Using the information »
A – Can you duplicate a stretch of the Clojure event-loop article word for word, starting at "Event loop: A" and ending at "and gets routed."?
B – Would you go on with the Clojure event-loop article from its final line?

Implementing Event Loops in Clojure: Mastering Asynchronous Programming

Event loop: A long-running process that waits for incoming events, dispatches each one to the right handler, and stays responsive by keeping slow work out of the loop itself.

An event loop is mainly about ownership. One process owns the incoming stream, chooses how each event is classified, and hands work to the correct next stage. That makes the system easier to reason about because there is one visible place where work enters and gets routed.

Core Shape

In Clojure, an event loop often starts as a channel plus a dispatch map:

1(require '[clojure.core.async :as async])
2
3(defn start-loop [in handlers]
4  (async/go-loop []
5    (when-some [event (async/<! in)]
6      (when-let [handle! (get handlers (:type event))]
7        (handle! event))
8      (recur))))

Stored records:
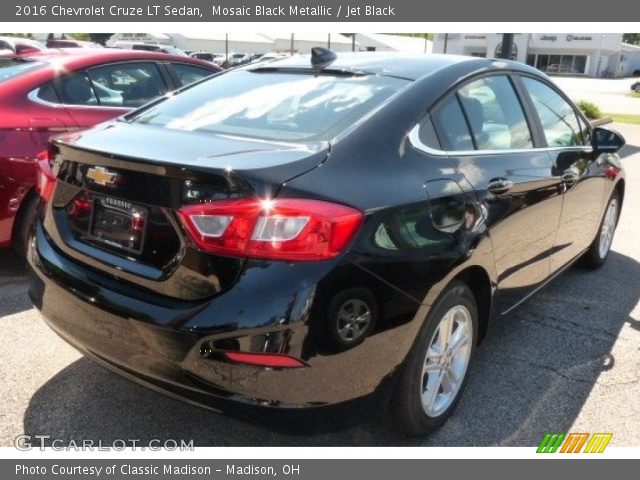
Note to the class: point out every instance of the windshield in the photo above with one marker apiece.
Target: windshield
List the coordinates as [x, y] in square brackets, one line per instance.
[12, 67]
[272, 105]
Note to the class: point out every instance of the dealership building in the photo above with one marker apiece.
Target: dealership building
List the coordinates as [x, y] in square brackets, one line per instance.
[588, 54]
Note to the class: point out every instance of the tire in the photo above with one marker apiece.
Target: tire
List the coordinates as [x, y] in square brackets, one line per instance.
[351, 316]
[23, 229]
[418, 407]
[599, 249]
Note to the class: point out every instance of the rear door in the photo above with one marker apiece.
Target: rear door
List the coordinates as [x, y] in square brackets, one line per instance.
[485, 127]
[567, 136]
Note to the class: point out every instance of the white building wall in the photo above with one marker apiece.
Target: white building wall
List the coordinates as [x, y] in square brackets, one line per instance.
[602, 50]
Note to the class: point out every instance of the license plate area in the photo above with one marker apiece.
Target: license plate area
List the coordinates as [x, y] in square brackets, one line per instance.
[118, 224]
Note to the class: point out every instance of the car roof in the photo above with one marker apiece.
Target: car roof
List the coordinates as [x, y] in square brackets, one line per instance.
[405, 65]
[78, 57]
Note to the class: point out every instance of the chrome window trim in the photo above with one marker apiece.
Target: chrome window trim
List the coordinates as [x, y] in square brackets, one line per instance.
[414, 139]
[33, 96]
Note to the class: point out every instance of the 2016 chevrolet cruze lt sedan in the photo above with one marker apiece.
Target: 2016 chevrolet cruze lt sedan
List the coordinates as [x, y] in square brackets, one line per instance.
[318, 229]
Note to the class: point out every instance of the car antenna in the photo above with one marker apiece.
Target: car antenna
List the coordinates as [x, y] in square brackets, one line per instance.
[322, 57]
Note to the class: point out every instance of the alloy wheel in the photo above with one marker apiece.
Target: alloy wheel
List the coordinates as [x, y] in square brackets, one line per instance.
[354, 317]
[446, 361]
[608, 228]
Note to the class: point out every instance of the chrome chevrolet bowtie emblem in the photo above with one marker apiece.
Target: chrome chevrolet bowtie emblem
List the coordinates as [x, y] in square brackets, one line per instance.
[102, 176]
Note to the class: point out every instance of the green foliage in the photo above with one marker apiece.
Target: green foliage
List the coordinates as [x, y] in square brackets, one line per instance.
[590, 109]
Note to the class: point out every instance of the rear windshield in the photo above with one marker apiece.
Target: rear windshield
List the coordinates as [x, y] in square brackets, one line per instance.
[12, 67]
[272, 105]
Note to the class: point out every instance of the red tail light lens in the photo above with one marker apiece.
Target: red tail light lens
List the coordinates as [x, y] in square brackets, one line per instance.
[46, 178]
[269, 360]
[283, 229]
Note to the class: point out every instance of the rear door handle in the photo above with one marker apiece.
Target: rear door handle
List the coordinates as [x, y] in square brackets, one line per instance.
[569, 178]
[500, 185]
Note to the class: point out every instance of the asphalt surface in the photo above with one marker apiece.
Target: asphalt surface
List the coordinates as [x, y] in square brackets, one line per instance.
[568, 360]
[610, 94]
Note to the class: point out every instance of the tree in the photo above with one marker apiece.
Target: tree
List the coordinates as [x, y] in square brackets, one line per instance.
[632, 38]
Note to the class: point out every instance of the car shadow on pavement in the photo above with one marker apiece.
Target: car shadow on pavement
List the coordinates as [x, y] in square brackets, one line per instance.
[14, 285]
[532, 375]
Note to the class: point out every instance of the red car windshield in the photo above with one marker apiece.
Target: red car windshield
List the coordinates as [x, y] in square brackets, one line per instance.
[12, 67]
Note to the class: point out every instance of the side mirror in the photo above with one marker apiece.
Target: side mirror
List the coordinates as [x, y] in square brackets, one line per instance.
[606, 141]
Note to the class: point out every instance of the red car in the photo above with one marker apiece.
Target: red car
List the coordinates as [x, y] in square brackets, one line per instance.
[54, 91]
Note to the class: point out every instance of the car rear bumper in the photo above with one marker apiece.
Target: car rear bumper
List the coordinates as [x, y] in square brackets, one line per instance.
[166, 346]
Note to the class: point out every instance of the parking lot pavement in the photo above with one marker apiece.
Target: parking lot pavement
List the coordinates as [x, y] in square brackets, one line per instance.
[568, 360]
[610, 94]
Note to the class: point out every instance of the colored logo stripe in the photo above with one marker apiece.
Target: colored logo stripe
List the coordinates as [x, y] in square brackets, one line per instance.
[598, 442]
[550, 443]
[574, 443]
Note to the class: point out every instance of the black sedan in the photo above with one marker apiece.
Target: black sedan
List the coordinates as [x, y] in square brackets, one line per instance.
[320, 229]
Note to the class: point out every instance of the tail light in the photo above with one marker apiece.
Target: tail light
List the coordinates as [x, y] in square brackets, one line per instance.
[46, 178]
[268, 360]
[282, 229]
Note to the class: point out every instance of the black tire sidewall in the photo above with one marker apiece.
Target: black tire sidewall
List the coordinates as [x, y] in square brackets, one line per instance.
[411, 418]
[592, 257]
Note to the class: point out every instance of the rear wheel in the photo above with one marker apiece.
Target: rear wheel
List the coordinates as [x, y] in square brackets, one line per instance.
[599, 249]
[436, 370]
[352, 315]
[25, 222]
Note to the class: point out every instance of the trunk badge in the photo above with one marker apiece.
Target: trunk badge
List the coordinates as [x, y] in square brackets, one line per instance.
[102, 176]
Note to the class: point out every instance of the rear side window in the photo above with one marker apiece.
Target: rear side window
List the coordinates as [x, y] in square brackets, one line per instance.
[495, 115]
[12, 67]
[190, 73]
[558, 118]
[48, 93]
[76, 89]
[127, 85]
[451, 126]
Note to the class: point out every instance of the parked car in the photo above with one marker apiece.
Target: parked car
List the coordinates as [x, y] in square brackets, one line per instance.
[55, 91]
[237, 59]
[305, 232]
[19, 46]
[150, 47]
[203, 56]
[70, 43]
[270, 57]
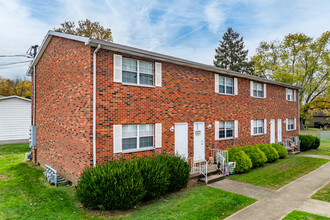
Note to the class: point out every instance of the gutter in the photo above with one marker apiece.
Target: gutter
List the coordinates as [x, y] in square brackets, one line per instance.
[94, 103]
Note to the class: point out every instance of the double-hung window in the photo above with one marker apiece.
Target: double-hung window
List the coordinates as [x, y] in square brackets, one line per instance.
[257, 90]
[290, 124]
[258, 127]
[289, 94]
[226, 85]
[137, 136]
[226, 129]
[137, 72]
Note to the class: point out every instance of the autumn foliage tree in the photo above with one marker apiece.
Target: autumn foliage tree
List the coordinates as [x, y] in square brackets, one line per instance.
[86, 28]
[18, 87]
[299, 60]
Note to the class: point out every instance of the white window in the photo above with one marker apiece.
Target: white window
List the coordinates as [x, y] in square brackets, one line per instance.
[137, 72]
[226, 85]
[257, 90]
[291, 124]
[289, 95]
[226, 129]
[258, 127]
[137, 136]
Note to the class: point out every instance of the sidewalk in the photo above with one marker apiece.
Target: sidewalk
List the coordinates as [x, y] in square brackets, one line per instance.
[277, 204]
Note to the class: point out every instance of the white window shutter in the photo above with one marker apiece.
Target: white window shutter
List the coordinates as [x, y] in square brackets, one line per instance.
[287, 124]
[252, 122]
[158, 135]
[117, 138]
[251, 88]
[216, 83]
[158, 74]
[216, 130]
[117, 68]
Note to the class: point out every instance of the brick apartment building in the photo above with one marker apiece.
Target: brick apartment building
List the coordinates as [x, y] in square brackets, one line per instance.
[146, 103]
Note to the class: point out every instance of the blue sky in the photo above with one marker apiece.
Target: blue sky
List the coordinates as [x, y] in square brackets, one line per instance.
[182, 28]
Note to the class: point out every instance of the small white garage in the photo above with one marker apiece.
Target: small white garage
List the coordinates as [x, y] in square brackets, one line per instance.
[15, 119]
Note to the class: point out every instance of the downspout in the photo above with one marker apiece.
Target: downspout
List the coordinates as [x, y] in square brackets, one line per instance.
[94, 104]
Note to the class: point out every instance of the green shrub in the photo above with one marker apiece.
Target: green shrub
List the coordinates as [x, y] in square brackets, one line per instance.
[258, 158]
[269, 151]
[281, 150]
[306, 142]
[316, 143]
[156, 175]
[116, 185]
[179, 172]
[243, 162]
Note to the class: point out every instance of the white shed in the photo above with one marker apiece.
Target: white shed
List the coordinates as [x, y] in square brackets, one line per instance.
[15, 119]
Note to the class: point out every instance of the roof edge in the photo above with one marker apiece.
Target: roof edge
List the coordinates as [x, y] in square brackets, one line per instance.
[15, 96]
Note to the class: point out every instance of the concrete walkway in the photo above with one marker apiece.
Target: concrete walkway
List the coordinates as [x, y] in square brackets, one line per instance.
[276, 204]
[314, 155]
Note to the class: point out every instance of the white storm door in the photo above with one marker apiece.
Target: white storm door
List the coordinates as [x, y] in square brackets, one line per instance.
[272, 131]
[279, 130]
[199, 141]
[181, 139]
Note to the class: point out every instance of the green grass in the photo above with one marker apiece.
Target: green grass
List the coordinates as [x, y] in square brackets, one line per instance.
[324, 148]
[195, 203]
[298, 215]
[323, 194]
[280, 173]
[25, 194]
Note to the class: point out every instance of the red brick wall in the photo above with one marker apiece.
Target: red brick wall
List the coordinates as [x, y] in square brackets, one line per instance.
[187, 95]
[63, 107]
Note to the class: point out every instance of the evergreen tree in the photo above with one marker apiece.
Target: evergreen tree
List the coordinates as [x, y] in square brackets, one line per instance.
[231, 54]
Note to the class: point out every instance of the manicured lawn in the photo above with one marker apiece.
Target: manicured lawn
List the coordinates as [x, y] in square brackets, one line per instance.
[283, 171]
[323, 194]
[324, 148]
[298, 215]
[194, 203]
[25, 194]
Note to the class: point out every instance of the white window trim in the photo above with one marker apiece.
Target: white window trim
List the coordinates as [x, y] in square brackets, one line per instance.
[263, 90]
[234, 86]
[226, 138]
[138, 140]
[263, 128]
[138, 74]
[292, 95]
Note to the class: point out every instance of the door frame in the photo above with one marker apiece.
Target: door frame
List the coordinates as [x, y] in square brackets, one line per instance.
[195, 146]
[272, 130]
[187, 139]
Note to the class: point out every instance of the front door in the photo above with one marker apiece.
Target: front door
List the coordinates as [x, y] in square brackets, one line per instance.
[272, 131]
[279, 130]
[199, 139]
[181, 139]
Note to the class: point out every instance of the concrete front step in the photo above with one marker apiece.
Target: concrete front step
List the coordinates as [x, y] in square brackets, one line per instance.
[213, 178]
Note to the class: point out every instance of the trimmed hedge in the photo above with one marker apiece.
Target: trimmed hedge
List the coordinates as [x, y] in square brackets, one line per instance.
[243, 162]
[258, 158]
[269, 151]
[122, 184]
[116, 185]
[281, 150]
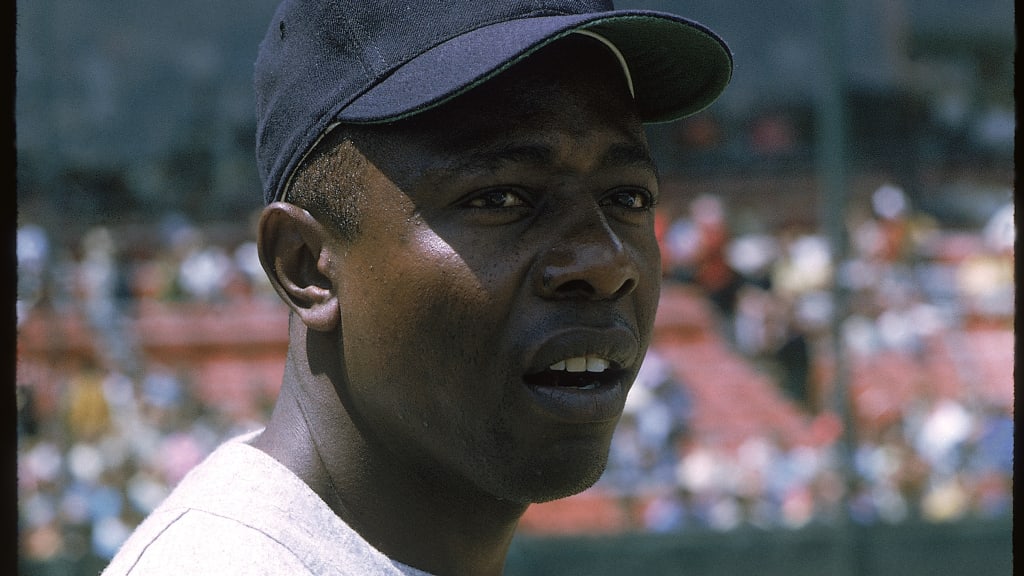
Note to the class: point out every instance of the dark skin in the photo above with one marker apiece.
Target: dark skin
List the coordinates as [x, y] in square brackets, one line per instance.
[501, 234]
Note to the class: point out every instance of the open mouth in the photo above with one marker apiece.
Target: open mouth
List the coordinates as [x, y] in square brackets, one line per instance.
[585, 373]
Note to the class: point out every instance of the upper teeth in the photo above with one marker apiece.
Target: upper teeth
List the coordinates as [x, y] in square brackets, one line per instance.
[582, 364]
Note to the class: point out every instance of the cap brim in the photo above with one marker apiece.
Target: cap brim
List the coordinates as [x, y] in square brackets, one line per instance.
[678, 67]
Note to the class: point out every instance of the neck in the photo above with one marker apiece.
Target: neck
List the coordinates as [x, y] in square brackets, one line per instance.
[417, 521]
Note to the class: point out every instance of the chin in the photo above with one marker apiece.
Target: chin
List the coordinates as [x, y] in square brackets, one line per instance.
[555, 480]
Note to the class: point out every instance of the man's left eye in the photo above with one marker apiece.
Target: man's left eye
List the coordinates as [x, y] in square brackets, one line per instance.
[630, 198]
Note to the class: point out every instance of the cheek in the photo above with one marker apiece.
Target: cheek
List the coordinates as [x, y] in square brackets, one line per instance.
[417, 317]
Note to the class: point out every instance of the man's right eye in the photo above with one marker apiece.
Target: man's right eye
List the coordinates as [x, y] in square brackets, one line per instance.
[498, 198]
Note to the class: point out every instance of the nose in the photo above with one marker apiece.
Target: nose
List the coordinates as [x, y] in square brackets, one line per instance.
[587, 261]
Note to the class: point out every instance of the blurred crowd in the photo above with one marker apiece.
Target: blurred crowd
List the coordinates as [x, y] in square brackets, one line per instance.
[940, 452]
[103, 438]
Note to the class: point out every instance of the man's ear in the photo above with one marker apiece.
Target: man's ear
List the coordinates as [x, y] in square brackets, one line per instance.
[295, 251]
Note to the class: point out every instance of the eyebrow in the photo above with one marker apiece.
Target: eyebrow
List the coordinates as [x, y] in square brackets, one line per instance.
[617, 156]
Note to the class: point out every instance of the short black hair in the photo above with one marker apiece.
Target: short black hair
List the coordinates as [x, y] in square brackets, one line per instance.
[330, 182]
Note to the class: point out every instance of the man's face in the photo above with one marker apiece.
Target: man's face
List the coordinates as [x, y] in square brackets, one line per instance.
[505, 243]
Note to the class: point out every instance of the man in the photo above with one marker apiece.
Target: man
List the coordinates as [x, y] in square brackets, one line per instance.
[460, 216]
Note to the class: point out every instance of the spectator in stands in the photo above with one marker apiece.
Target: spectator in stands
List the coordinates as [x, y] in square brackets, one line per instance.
[461, 220]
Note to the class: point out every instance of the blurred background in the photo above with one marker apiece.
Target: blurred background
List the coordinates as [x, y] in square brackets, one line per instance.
[830, 385]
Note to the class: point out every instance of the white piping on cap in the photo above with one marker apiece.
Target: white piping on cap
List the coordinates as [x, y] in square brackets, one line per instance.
[614, 50]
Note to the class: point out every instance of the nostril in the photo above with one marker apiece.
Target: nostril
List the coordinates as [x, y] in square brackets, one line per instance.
[626, 288]
[576, 287]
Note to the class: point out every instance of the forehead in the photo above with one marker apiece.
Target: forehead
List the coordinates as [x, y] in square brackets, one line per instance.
[571, 88]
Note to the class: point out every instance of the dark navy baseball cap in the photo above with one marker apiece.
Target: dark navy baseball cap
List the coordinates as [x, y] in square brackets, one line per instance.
[325, 63]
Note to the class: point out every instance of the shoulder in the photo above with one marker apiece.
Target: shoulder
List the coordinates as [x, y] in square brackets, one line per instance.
[189, 541]
[242, 512]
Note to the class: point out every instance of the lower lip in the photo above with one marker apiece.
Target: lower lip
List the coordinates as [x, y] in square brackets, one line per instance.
[601, 404]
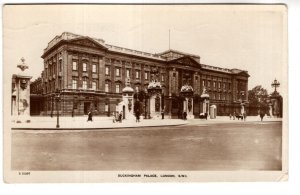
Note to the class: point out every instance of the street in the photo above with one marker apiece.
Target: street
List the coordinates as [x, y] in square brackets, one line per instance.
[196, 146]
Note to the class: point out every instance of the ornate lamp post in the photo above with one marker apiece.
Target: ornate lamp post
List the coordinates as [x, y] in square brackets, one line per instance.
[242, 102]
[52, 105]
[57, 99]
[146, 99]
[275, 84]
[187, 92]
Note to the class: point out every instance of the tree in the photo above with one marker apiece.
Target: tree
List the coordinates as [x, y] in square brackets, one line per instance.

Results in order »
A –
Event loop: A long-running process that waits for incoming events, dispatches each one to the right handler, and stays responsive by keeping slow work out of the loop itself.

An event loop is mainly about ownership. One process owns the incoming stream, chooses how each event is classified, and hands work to the correct next stage. That makes the system easier to reason about because there is one visible place where work enters and gets routed.

B –
This is deliberately small. The value is not sophistication. The value is that routing is explicit.

Keep the Loop Narrow

The event loop should:

• accept input
• decode or classify it
• dispatch quickly

It should not:

• perform long blocking I/O
• run expensive CPU work inline
• accumulate unrelated business logic

Once the loop becomes the place where everything happens, it stops being a clean event loop and turns into a bottleneck.

Dispatch Maps Beat Long Conditionals

Most event loops improve when event type to handler mapping is data-driven:

1(def handlers
2  {:connected handle-connected
3   :message   handle-message
4   :timeout   handle-timeout})

That keeps the loop focused on routing rather than branching noise. It also makes ownership clearer when handlers evolve independently.

Handling Blocking Work

If a handler needs blocking I/O, hand it off:

• to thread
• to a worker pool
• to pipeline-blocking
• to a separate stage

This is one of the most important Clojure async rules. A go-loop is for parking channel operations, not for arbitrary blocking tasks.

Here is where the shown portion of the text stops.